→ **STATED EXERCISE 1**
In the listing, swap "green leafy tree" for "tall oak tree" in the lines starting at the line containing "In which part of this frame does the green" and ending at the line containing "440,98 -> 531,232". Give back only those lines, with everything else unchanged.

>> Start PAGE TEXT

State of the art force based academic placers use the Lagrangian relaxation technique to optimize the constrained objective function which takes into account both cell density and half-perimeter wire length (HPWL). Improvements to these algorithms (such as work in ePlace and RePlAce) frequently come as improvements to heuristic rules used during the course of the optimization [7, 2]. In this paper we investigate whether it is possible to use reinforcement learning to find better heuristics than the ones being used today. The main contributions of this paper are:
We propose the use of large scale placement exploration accelerated by GPUs to fuel a data driven approach to placement.
We propose two distinct methods of augmenting force-based global placement algorithms with reinforcement learning.
We introduce a unique correlated sampling strategy for reinforcement learning algorithms acting on a two dimensional action space.
We demonstrate that using these methods results in a 1% reduction in HPWL across a range of academic and industry benchmarks.

>> End PAGE TEXT

→ **STATED EXERCISE 2**
According to the text on reinforcement learning for placement, what is the purpose of the large-scale, GPU-accelerated placement exploration that the paper proposes?

>> Start INPUT RECORDS

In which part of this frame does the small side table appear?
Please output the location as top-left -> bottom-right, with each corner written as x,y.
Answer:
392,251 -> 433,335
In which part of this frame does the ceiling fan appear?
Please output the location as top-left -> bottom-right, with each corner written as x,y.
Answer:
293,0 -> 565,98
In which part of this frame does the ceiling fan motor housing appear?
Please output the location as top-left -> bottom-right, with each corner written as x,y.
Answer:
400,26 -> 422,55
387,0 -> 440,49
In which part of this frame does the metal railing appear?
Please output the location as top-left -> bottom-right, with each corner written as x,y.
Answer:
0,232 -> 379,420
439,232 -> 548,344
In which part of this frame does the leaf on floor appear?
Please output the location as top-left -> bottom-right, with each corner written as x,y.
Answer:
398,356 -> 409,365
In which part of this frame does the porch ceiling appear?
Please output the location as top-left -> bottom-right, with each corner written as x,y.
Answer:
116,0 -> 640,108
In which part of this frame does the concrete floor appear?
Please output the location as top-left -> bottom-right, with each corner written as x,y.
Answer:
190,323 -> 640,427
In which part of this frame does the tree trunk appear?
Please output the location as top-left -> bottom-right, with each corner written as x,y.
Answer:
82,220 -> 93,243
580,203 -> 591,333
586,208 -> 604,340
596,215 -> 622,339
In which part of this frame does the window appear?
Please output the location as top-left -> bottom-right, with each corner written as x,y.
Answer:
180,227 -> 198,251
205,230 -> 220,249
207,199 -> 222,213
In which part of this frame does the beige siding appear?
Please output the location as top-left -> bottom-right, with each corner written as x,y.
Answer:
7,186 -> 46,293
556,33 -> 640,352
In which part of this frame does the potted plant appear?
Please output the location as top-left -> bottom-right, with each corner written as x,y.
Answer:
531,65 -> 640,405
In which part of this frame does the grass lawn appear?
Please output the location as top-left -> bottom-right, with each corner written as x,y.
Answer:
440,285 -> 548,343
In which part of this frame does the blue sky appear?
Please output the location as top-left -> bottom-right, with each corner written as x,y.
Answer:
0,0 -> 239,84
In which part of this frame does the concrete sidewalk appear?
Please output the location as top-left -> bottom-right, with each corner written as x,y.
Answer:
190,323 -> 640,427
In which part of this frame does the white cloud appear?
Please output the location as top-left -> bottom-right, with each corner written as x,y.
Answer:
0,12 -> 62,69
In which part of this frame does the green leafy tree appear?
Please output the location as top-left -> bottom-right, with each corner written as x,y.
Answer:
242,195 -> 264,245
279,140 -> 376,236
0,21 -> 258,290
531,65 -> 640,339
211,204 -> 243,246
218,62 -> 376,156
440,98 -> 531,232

>> End INPUT RECORDS
>> Start INPUT RECORDS

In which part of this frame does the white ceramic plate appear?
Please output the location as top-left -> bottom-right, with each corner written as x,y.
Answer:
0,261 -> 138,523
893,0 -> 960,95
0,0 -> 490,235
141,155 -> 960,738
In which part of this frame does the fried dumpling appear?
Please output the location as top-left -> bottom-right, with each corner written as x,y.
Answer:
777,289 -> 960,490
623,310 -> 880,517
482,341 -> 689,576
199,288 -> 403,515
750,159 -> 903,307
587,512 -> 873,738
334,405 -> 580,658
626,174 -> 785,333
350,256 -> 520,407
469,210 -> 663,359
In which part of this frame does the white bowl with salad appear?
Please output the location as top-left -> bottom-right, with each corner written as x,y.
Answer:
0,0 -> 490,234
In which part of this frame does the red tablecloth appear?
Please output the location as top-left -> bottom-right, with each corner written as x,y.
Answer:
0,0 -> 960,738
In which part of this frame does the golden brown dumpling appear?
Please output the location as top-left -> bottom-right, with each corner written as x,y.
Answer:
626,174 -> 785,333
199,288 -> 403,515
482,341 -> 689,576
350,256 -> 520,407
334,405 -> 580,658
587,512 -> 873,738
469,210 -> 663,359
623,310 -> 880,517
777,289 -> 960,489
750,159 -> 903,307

>> End INPUT RECORDS

→ **CORRECT ANSWER 1**
In which part of this frame does the tall oak tree appear?
Please output the location as top-left -> bottom-right, with each corner written as x,y.
Answer:
242,195 -> 264,245
279,140 -> 376,236
0,21 -> 258,290
531,65 -> 640,339
211,204 -> 243,246
218,62 -> 376,156
440,98 -> 531,232

→ **CORRECT ANSWER 2**
The large-scale placement exploration, accelerated by GPUs, is meant to fuel a data-driven approach to placement.